■ PROBLEM DESCRIPTION:
Once the line with "Query: curb" is found in the data, output it and each following line exactly, up to and including the line with "For every instance of the parked", and nothing before or after.
▼▼▼
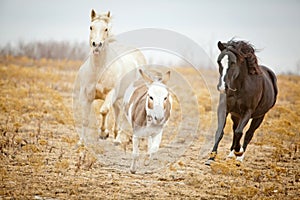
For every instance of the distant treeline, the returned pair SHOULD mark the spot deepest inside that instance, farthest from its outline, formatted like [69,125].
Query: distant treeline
[47,49]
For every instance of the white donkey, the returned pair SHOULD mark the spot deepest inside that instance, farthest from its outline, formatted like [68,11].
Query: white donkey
[97,79]
[147,105]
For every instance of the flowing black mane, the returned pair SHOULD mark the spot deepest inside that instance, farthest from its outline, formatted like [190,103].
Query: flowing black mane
[245,51]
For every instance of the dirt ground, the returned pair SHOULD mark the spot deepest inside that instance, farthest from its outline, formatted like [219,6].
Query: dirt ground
[40,160]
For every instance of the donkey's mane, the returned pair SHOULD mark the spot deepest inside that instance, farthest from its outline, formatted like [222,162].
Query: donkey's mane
[245,50]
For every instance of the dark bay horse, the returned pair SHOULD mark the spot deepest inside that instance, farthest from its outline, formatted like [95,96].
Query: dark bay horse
[248,91]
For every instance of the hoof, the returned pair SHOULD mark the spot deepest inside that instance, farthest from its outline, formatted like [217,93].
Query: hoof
[147,160]
[209,161]
[231,154]
[117,143]
[104,134]
[240,158]
[239,153]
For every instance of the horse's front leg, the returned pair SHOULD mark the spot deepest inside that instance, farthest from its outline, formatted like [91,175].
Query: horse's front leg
[135,153]
[86,109]
[249,134]
[116,107]
[235,121]
[104,132]
[238,133]
[222,114]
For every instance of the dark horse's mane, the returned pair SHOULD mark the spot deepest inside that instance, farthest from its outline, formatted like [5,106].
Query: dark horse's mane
[245,50]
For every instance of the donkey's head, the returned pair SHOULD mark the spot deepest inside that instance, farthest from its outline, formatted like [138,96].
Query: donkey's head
[158,100]
[99,30]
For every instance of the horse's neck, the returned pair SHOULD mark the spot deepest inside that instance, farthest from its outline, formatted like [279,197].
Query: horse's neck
[98,61]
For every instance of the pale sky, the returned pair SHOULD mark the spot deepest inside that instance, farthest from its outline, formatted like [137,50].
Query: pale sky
[273,26]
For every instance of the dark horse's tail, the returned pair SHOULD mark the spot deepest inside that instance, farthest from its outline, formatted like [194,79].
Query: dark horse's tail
[274,81]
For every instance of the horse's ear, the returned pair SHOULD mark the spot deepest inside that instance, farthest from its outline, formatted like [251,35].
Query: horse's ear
[166,77]
[221,46]
[145,76]
[93,14]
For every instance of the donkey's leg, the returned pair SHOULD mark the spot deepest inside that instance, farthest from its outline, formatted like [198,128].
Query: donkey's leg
[235,121]
[135,153]
[155,143]
[238,133]
[104,112]
[249,134]
[153,146]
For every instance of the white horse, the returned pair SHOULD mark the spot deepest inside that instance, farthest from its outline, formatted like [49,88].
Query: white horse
[147,103]
[98,78]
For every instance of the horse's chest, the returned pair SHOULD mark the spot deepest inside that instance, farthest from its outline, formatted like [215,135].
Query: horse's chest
[236,105]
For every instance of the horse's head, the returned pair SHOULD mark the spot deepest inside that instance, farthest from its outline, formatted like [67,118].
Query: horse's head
[158,100]
[228,67]
[236,58]
[99,30]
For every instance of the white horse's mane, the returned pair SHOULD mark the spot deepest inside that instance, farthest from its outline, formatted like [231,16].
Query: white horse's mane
[102,16]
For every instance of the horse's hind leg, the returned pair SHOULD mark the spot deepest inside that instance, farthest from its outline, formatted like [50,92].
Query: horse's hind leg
[104,112]
[256,122]
[86,109]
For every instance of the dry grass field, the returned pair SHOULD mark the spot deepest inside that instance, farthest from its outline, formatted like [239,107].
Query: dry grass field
[39,160]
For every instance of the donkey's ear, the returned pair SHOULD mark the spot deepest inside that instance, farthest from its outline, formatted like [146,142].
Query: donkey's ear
[166,77]
[93,14]
[145,76]
[221,46]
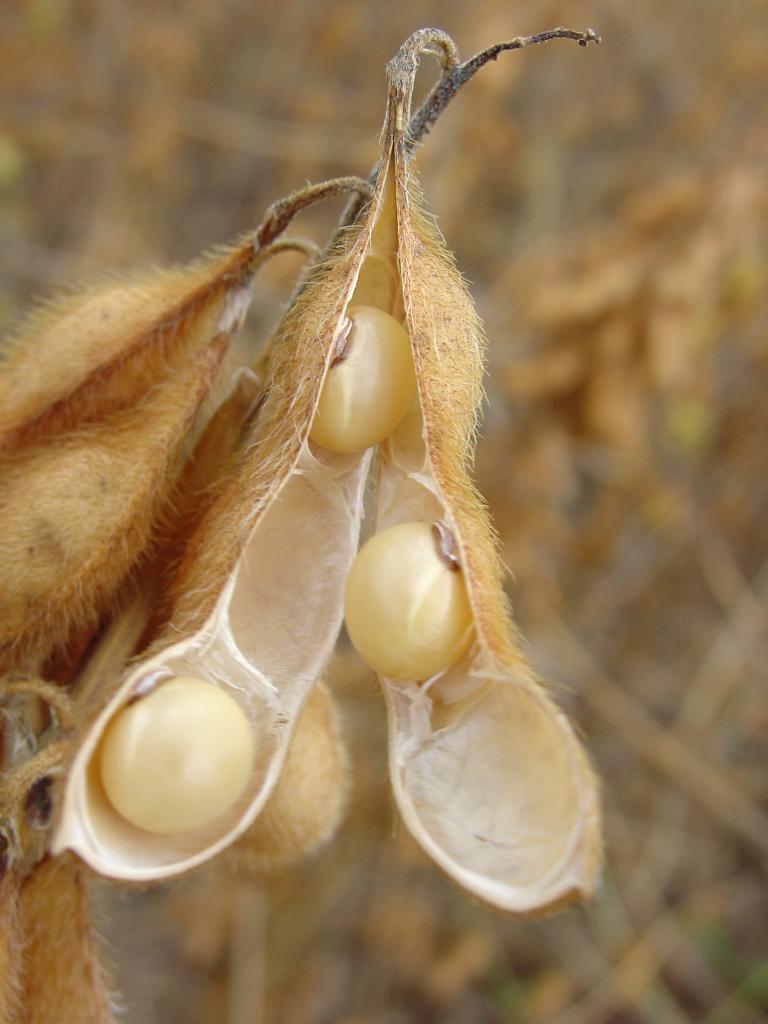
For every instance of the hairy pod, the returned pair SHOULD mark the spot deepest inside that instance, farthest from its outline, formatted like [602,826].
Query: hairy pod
[255,602]
[487,773]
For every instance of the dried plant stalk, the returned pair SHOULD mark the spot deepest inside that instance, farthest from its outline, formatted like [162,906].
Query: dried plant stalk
[64,979]
[487,774]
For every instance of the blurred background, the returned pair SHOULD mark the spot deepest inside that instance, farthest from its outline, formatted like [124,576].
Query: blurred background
[608,207]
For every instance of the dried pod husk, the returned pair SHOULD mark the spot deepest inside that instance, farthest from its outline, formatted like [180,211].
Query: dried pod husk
[256,600]
[100,395]
[487,773]
[307,804]
[77,511]
[81,357]
[11,944]
[64,978]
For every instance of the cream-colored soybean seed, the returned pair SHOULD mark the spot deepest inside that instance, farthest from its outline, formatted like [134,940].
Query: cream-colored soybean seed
[370,385]
[406,605]
[178,758]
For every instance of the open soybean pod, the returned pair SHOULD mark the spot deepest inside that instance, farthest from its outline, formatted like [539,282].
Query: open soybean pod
[101,395]
[487,773]
[255,609]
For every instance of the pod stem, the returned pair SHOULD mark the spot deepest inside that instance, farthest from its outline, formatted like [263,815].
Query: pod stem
[455,74]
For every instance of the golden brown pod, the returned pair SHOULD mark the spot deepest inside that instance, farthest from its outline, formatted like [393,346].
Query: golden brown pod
[11,943]
[80,357]
[78,510]
[256,601]
[64,979]
[487,774]
[308,801]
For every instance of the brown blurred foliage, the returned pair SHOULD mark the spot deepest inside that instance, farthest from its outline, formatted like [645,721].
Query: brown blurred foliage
[609,208]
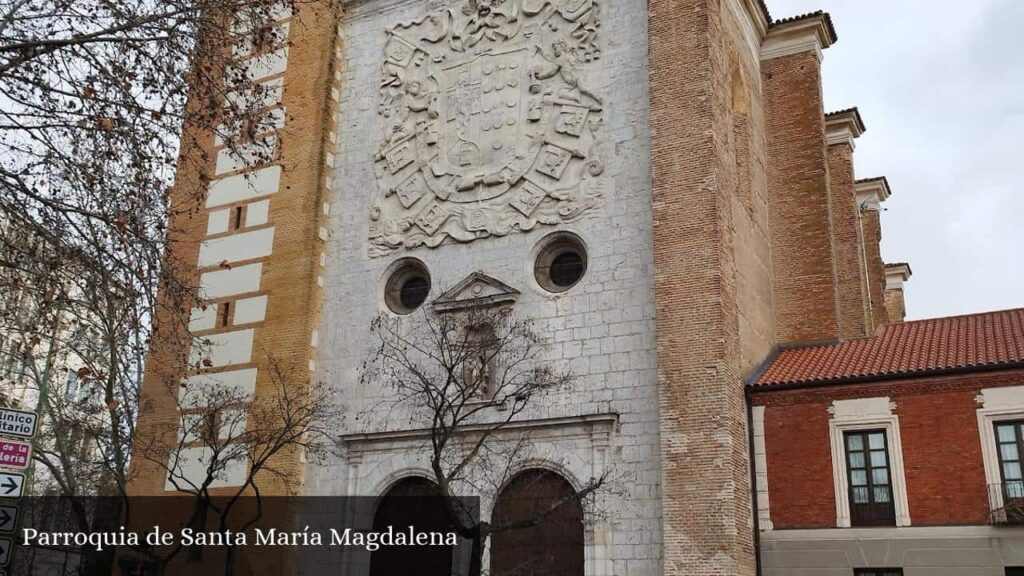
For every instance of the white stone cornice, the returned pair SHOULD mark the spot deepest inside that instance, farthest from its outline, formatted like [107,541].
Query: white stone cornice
[896,275]
[844,127]
[872,192]
[753,21]
[809,34]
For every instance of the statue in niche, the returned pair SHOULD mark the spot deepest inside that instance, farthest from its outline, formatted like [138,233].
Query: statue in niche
[479,342]
[488,119]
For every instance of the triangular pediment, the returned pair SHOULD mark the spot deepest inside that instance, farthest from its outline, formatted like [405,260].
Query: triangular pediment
[476,290]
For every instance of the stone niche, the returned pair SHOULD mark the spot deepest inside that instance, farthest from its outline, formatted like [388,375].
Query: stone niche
[488,126]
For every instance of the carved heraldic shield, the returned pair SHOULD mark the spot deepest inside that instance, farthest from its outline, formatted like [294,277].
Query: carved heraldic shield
[488,124]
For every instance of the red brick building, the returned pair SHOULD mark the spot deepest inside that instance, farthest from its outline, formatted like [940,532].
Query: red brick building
[900,451]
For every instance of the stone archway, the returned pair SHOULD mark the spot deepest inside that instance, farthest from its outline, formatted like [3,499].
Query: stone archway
[413,501]
[552,544]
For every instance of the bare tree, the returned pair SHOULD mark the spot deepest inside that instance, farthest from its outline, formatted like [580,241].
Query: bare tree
[466,377]
[229,445]
[105,107]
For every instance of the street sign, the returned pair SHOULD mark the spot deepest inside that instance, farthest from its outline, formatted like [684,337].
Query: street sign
[11,485]
[14,454]
[5,546]
[17,422]
[8,519]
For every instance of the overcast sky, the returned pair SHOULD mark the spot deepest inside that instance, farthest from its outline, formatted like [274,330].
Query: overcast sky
[940,85]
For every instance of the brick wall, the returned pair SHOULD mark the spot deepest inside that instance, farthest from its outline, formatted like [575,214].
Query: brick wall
[799,202]
[694,55]
[854,321]
[945,477]
[282,348]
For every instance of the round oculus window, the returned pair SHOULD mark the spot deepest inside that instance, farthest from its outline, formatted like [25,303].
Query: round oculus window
[408,287]
[561,262]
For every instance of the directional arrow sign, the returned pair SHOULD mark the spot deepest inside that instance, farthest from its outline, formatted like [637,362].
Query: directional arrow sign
[14,454]
[5,545]
[17,422]
[8,519]
[11,485]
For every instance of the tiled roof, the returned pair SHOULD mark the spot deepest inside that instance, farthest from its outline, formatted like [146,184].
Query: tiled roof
[977,340]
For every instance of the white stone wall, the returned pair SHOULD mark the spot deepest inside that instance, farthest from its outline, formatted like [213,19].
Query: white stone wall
[602,329]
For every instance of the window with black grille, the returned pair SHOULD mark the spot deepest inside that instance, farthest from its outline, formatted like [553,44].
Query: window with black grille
[1010,439]
[869,479]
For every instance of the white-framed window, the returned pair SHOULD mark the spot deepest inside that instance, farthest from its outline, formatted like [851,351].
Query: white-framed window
[867,463]
[999,410]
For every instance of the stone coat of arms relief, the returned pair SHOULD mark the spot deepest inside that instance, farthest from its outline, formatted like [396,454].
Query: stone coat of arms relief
[488,125]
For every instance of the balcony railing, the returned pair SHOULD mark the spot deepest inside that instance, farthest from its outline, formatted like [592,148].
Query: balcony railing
[1006,501]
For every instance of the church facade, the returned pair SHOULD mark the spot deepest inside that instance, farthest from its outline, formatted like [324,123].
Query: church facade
[655,184]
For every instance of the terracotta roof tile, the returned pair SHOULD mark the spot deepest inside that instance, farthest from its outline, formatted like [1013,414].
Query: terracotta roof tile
[975,340]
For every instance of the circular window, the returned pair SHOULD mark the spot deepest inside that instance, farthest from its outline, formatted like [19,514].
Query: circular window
[560,262]
[408,287]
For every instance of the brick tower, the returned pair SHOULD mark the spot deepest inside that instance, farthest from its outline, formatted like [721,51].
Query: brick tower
[678,149]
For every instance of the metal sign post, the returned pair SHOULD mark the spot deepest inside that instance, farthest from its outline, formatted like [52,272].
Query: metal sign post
[17,422]
[17,455]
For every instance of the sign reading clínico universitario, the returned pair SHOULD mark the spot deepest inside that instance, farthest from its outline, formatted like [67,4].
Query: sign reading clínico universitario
[17,422]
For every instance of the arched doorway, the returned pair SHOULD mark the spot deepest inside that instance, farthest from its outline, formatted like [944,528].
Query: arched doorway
[414,501]
[550,539]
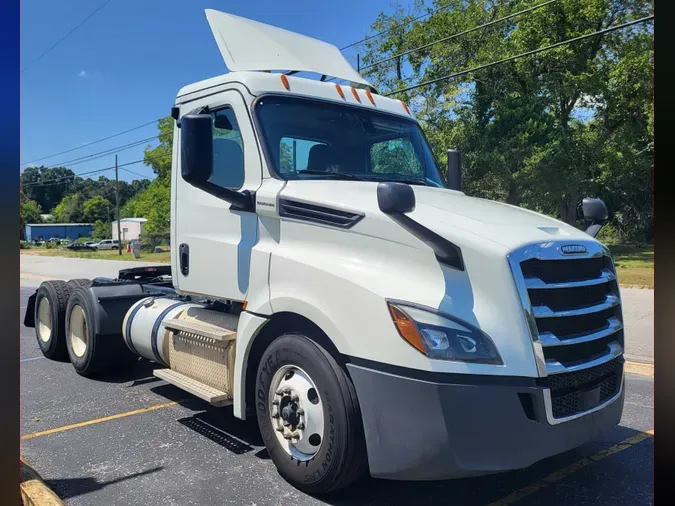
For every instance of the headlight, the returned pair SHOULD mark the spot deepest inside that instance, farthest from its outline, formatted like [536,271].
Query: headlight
[441,336]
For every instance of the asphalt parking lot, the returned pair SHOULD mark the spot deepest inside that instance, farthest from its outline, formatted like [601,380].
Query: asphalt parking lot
[136,440]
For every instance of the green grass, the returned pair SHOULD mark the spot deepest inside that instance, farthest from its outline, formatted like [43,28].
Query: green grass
[164,257]
[634,265]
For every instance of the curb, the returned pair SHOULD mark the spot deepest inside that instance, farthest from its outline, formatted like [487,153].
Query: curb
[34,491]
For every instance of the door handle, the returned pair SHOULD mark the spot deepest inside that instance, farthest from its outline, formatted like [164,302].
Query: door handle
[184,254]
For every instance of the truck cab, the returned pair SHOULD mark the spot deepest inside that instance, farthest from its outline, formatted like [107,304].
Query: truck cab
[367,313]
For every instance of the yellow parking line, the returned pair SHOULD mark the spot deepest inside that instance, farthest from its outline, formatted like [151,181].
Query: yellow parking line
[97,420]
[575,466]
[641,368]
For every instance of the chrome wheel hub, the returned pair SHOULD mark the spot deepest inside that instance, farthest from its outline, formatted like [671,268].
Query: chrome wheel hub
[296,411]
[44,320]
[77,332]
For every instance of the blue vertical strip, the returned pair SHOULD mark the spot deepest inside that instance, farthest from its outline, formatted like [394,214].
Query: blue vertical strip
[9,250]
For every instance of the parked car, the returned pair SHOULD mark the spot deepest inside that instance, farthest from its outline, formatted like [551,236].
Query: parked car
[108,244]
[80,246]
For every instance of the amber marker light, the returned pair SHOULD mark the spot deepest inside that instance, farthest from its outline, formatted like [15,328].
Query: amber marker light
[406,328]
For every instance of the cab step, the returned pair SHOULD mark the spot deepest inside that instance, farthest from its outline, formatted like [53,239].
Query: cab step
[211,395]
[196,328]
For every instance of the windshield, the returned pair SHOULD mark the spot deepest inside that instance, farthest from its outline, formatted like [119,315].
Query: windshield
[313,139]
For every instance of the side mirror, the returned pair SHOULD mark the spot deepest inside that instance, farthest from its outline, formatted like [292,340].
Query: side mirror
[395,198]
[196,147]
[196,151]
[595,215]
[454,170]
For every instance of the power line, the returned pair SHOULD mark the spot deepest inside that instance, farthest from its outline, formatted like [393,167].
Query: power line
[58,180]
[101,154]
[135,173]
[94,142]
[71,176]
[66,35]
[384,32]
[528,53]
[465,32]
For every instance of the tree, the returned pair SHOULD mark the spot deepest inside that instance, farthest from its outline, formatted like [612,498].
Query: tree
[69,210]
[47,186]
[159,157]
[154,204]
[30,212]
[541,131]
[96,209]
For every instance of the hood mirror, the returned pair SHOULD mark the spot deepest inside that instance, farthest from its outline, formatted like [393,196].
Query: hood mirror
[595,215]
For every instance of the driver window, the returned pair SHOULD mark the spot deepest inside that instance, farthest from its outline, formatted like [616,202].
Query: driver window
[228,154]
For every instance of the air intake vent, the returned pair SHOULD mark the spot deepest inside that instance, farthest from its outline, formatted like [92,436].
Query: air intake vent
[318,214]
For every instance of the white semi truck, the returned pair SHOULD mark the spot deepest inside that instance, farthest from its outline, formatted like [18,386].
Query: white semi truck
[326,280]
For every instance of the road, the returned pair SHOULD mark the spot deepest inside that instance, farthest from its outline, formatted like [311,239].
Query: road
[136,440]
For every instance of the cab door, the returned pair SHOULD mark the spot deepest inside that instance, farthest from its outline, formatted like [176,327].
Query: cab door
[212,243]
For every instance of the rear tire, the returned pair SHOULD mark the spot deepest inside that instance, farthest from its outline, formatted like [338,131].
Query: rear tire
[340,458]
[50,309]
[73,284]
[89,352]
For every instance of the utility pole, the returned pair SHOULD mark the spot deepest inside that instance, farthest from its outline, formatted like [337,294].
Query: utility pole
[117,208]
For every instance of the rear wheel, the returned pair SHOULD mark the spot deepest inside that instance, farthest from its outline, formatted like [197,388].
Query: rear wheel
[89,352]
[76,283]
[309,416]
[50,308]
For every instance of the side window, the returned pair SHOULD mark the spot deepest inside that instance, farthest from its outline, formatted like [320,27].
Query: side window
[228,153]
[395,156]
[294,154]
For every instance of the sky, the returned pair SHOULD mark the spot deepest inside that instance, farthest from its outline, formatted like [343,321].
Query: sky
[124,66]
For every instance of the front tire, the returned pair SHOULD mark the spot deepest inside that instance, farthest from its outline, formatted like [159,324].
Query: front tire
[50,308]
[309,416]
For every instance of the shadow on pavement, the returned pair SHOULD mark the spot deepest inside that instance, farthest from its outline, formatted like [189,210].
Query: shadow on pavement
[68,488]
[138,374]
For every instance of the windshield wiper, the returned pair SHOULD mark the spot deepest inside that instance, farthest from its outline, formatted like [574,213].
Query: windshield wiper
[334,175]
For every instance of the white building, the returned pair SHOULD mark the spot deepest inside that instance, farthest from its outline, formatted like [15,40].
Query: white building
[130,228]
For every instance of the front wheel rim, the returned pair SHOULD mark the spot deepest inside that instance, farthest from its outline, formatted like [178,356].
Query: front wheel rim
[44,320]
[78,331]
[296,411]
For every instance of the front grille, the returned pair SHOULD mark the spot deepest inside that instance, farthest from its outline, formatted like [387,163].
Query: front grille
[585,389]
[574,306]
[561,383]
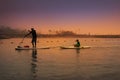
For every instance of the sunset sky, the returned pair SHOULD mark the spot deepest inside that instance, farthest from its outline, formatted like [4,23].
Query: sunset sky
[80,16]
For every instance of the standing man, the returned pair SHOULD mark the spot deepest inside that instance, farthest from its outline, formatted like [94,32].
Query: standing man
[34,36]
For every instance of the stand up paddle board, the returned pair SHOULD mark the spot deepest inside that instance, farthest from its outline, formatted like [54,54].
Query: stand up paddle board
[72,47]
[25,48]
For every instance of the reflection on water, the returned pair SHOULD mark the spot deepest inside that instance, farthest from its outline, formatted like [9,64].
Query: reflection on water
[34,64]
[101,62]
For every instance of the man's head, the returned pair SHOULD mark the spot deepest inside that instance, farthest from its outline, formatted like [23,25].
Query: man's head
[32,28]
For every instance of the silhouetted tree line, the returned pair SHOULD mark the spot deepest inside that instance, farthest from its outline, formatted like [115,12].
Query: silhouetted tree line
[8,32]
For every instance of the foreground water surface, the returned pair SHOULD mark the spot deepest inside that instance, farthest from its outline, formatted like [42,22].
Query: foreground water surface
[100,62]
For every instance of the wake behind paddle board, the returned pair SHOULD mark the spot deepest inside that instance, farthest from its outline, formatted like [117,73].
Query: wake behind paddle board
[72,47]
[24,48]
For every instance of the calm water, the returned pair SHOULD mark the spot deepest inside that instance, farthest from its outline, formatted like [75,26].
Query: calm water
[101,62]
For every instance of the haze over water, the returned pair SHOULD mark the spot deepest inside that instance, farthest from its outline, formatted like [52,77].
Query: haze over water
[100,62]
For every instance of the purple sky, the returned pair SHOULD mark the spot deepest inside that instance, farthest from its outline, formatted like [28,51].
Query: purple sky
[57,14]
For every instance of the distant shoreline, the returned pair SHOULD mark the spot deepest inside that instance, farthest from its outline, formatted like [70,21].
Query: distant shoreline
[64,36]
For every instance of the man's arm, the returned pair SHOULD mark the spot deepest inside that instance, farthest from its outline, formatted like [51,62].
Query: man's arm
[28,34]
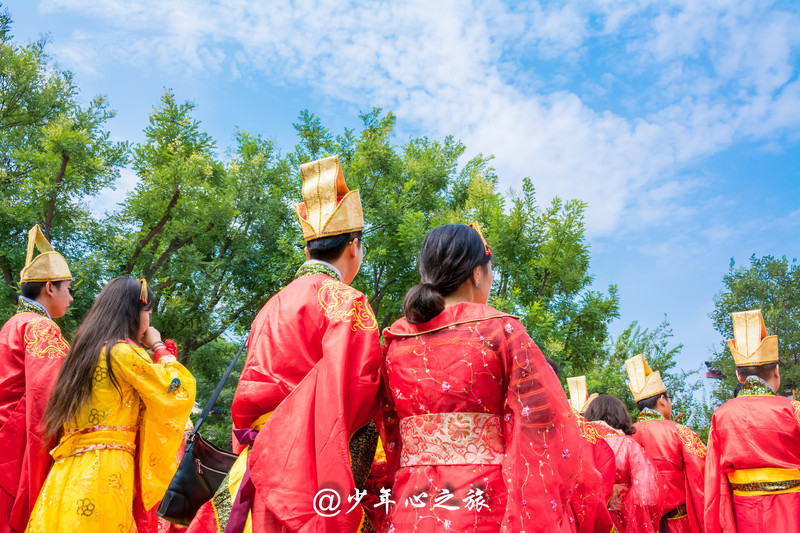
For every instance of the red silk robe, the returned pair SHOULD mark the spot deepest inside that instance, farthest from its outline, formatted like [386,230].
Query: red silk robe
[634,504]
[32,351]
[313,362]
[602,454]
[478,432]
[754,432]
[679,455]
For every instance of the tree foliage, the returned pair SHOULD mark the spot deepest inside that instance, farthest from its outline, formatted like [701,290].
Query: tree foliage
[769,284]
[215,234]
[55,153]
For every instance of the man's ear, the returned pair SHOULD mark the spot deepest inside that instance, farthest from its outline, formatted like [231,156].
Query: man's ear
[49,289]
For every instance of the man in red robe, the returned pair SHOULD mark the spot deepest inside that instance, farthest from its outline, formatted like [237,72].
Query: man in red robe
[676,451]
[308,391]
[753,464]
[31,353]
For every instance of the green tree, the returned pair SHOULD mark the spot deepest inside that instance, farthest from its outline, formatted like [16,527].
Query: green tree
[769,284]
[54,154]
[215,240]
[609,375]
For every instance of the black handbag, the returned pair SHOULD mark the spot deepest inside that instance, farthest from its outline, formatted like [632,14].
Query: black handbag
[202,469]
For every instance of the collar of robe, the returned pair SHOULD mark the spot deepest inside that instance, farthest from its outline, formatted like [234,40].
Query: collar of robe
[315,266]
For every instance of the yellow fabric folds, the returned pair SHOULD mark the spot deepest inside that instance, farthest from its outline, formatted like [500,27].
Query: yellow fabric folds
[752,478]
[116,435]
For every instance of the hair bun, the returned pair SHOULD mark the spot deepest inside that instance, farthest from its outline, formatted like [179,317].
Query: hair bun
[422,303]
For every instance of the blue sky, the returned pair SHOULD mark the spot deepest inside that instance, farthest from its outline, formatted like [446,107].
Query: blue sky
[678,122]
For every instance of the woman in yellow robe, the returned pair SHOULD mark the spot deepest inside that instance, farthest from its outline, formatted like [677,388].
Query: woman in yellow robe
[121,416]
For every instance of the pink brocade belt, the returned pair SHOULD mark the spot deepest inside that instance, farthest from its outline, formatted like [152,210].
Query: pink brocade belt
[451,439]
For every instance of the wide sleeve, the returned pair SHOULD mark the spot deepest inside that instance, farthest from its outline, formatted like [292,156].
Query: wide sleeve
[166,392]
[26,461]
[694,461]
[642,501]
[717,512]
[549,476]
[305,444]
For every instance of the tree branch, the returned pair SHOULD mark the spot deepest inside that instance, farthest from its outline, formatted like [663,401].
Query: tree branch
[51,208]
[153,232]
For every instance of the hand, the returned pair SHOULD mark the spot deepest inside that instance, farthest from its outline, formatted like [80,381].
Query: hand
[150,337]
▲▲▲
■ RESPONSE TO THE EXERCISE:
Query: curb
[34,491]
For every instance of the door handle, the returned pair SHOULD mark the spot deepest inside that instance, farthest from its outline, formatted like [164,302].
Query: door handle
[184,254]
For every instance of the truck cab, the returned pair SHOULD mark the spot deepest inside that instance, farthest from its outline, formatted like [107,304].
Query: truck cab
[367,313]
For every instance of the yellow parking line, the returned pair SHOULD mark the spot deepest inside that instance, farthest from its outline, formatted like [151,181].
Query: yellow parking line
[97,420]
[575,466]
[641,368]
For every instance of the chrome wheel hub, the returned pair SHOULD mark the spot deepest inside that instance, farthest from its outline, formatted like [671,268].
Query: chrome wheel hub
[296,411]
[44,320]
[77,332]
For every instance of the blue vertical strip, the returned pair SHOULD mark the spot deepest inside that instance, farthest from its outline, formatted like [394,214].
Query: blue vertical strip
[9,250]
For every instance of the parked car, the returned pair SHOULD mark the spot deepest inside that instance, farthest from its outline, formatted like [551,236].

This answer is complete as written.